To be done: Format all of the material below as a JSON list of strings, one string per line, with blank lines omitted and the pictures left out.

Supplied entries:
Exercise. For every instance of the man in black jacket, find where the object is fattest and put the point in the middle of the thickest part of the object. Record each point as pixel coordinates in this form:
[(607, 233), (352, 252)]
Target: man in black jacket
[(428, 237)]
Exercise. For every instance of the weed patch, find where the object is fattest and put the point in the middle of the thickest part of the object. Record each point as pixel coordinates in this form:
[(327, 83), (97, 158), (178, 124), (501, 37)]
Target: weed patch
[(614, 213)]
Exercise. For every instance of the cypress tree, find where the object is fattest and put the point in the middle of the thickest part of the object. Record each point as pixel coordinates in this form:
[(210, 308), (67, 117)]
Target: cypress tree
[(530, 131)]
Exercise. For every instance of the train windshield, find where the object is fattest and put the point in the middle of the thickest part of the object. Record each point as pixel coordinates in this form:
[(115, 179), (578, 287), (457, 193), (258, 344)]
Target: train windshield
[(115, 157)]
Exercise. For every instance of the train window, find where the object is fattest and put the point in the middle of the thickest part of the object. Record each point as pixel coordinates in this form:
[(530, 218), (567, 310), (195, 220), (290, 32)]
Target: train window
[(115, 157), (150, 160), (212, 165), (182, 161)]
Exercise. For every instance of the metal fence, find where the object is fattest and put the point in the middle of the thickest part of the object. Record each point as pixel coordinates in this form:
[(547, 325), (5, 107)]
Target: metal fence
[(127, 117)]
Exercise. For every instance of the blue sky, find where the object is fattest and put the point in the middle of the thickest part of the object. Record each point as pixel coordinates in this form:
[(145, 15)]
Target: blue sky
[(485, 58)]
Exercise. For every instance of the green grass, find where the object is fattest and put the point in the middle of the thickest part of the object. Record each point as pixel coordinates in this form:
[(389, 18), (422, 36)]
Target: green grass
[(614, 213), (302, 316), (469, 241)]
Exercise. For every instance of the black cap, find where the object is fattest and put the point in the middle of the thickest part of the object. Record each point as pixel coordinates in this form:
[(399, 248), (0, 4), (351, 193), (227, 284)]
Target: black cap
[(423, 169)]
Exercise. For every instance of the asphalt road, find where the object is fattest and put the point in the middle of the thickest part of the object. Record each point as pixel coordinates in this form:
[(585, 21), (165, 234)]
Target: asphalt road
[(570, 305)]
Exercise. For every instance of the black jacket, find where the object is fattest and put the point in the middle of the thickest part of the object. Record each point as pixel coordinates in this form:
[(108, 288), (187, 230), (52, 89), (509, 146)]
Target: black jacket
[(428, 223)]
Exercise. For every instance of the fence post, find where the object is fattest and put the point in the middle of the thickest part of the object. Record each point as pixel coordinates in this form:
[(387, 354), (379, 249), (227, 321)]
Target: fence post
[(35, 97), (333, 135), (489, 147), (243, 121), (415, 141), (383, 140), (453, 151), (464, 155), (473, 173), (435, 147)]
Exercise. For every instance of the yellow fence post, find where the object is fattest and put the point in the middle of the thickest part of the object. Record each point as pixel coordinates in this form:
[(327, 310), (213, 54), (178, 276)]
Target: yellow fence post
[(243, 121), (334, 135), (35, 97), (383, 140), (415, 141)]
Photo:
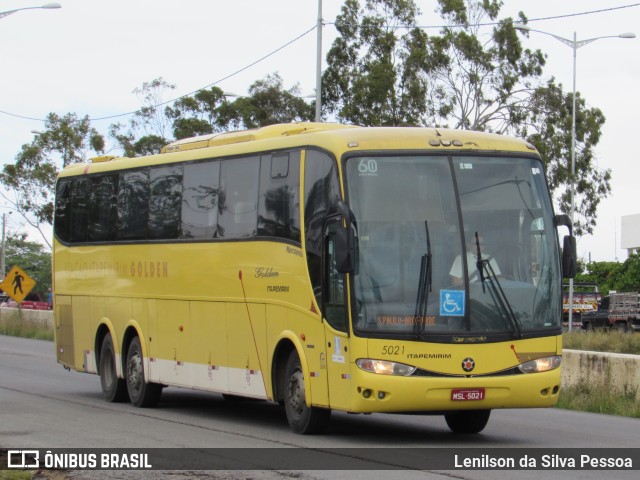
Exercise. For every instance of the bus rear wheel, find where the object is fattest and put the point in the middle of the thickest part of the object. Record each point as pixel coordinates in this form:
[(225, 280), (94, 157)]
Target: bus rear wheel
[(467, 421), (302, 419), (141, 393), (113, 388)]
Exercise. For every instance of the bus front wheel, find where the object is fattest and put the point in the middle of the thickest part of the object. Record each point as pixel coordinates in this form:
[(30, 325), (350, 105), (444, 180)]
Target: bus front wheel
[(113, 388), (141, 393), (302, 418), (467, 421)]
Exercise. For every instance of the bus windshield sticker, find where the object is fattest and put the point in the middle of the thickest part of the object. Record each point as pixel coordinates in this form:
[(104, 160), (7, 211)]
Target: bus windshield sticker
[(452, 303)]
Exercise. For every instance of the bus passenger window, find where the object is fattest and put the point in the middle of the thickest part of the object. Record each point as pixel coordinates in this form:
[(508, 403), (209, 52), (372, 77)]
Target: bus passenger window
[(238, 203), (278, 202), (103, 208), (62, 221), (165, 202), (201, 190)]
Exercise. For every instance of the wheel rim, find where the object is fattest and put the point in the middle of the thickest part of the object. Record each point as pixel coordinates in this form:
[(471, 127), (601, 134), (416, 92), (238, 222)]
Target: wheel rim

Task output:
[
  "Exercise. For every instance of the man in black jacket, find where the object is fattest and put the point in the middle of the thickest part of the object. Record each point as pixel coordinates in this form:",
  "[(607, 233), (352, 252)]",
  "Target: man in black jacket",
  "[(428, 237)]",
  "Exercise. For every instance of the weed patch, find where the object is fattest and put the point in the middle of the thickest part of the object. Record each point as pixel coordinates in this form:",
  "[(327, 83), (97, 158), (178, 124), (501, 37)]",
  "Target: weed patch",
  "[(614, 213)]",
  "Exercise. For every instance of the cypress tree, find where the object is fattest and put the point in the middle of the thickest part of the object. Record each point as pixel coordinates in this form:",
  "[(210, 308), (67, 117)]",
  "Target: cypress tree",
  "[(530, 131)]",
  "Exercise. For every instance of the train windshield, find where the object is fattest and put the point in the middle of the thickest part of the object. Record each point as pixel coordinates in this form:",
  "[(115, 179), (578, 287), (457, 193), (258, 344)]",
  "Target: train windshield",
  "[(115, 157)]",
  "Exercise. For every instance of the train window, find where the object is fattest and put the point in the middle of the thickest part of the object. Record each point as pixel coordinates in this form:",
  "[(530, 218), (567, 310), (195, 220), (290, 32)]",
  "Target: train window",
  "[(115, 157), (150, 160), (212, 165), (182, 161)]",
  "Exercise. For every instance of the metal fence, find where the object is fattest and put the point in the middle of the thickest part of the object. Record each point as pixel coordinates in this form:",
  "[(547, 325), (5, 107)]",
  "Target: metal fence",
  "[(127, 117)]",
  "Exercise. For every instance of the blue sky, find where the object is fattest and put the point in the middle of the thickest part of the object. Record each point as pixel coordinates in this form:",
  "[(145, 15)]",
  "Target: blue sky",
  "[(485, 58)]",
  "Exercise. For every instance of the green grass, find where the object is fattest and put the point in the middle of the thickest part of the object. Record each point as pixel coordinates in this form:",
  "[(389, 18), (422, 36)]",
  "Target: green grass",
  "[(614, 213), (302, 316), (469, 241)]",
  "Exercise. For every instance of the black cap, find where the object is fattest and put the point in the middle of the thickest part of the object. Record each point as pixel coordinates in this form:",
  "[(399, 248), (0, 4), (351, 193), (227, 284)]",
  "Target: black cap",
  "[(423, 169)]",
  "Exercise. For every instance of the asphalt road, find where the object is fattest and put the point in the middle of the thickest part of the object. Record each point as pixel coordinates in this form:",
  "[(585, 21), (165, 234)]",
  "Target: asphalt road",
  "[(570, 305)]",
  "Exercise. For every instance of the black jacket, find where the object is fattest and put the point in the middle of the thickest part of the object. Record each point as pixel coordinates in this form:",
  "[(108, 288), (187, 230), (52, 89), (509, 146)]",
  "Target: black jacket",
  "[(428, 223)]",
  "Exercise. For every instance of the fence post, find where the object is fattest and put the point in the middle of the thickest part of the object. Record each point as pixel coordinates in this form:",
  "[(387, 354), (379, 249), (227, 321)]",
  "Target: fence post",
  "[(35, 97), (333, 135), (489, 147), (243, 121), (415, 141), (383, 140), (453, 151), (464, 155), (473, 173), (435, 147)]",
  "Exercise. For every instance of the yellow fence post, find where the object is fattest and put the point in the middle of the thickest part of the object. Record each point as pixel coordinates in this form:",
  "[(327, 310), (213, 54), (178, 276)]",
  "Target: yellow fence post",
  "[(243, 121), (334, 135), (35, 97), (383, 140), (415, 141)]",
  "Photo:",
  "Exercise. For every instance of the bus rear wheel, find where the object is fattest and put the point in the middle of the thickest part of the object. Record each point as pixel coordinates in this form:",
  "[(225, 280), (94, 157)]",
  "Target: bus rear wheel",
  "[(467, 421), (302, 419), (141, 393), (113, 388)]",
  "Exercise. For every instance of the bus front wheel, find where the object is fattest and put the point in the middle of the thickest part of the object. Record each point as pixel coordinates in this form:",
  "[(30, 325), (350, 105), (444, 180)]",
  "Target: bus front wheel",
  "[(113, 388), (141, 393), (302, 418), (467, 421)]",
  "Exercise. For every instance of the bus windshield sticker, find where the object is fattest and put the point in the middle of the thickest part of the object. Record each point as pixel coordinates in this form:",
  "[(104, 160), (7, 211)]",
  "Target: bus windshield sticker",
  "[(452, 303)]",
  "Exercise. For every instance of the bus passenger window, find where the object is fattest and put the point in the middle of the thickest part of the object. Record each point as pixel coordinates in this form:",
  "[(508, 403), (209, 52), (372, 77)]",
  "Target: bus passenger window",
  "[(238, 203), (278, 202), (103, 208), (62, 221), (165, 202), (201, 190)]",
  "Exercise. For every instance of the wheel rim, find where the object is fattest and put the point in the middle of the thickest part of the object. Record each point as pixel coordinates in this form:",
  "[(471, 127), (601, 134), (416, 92), (238, 222)]",
  "Target: wheel rim"
]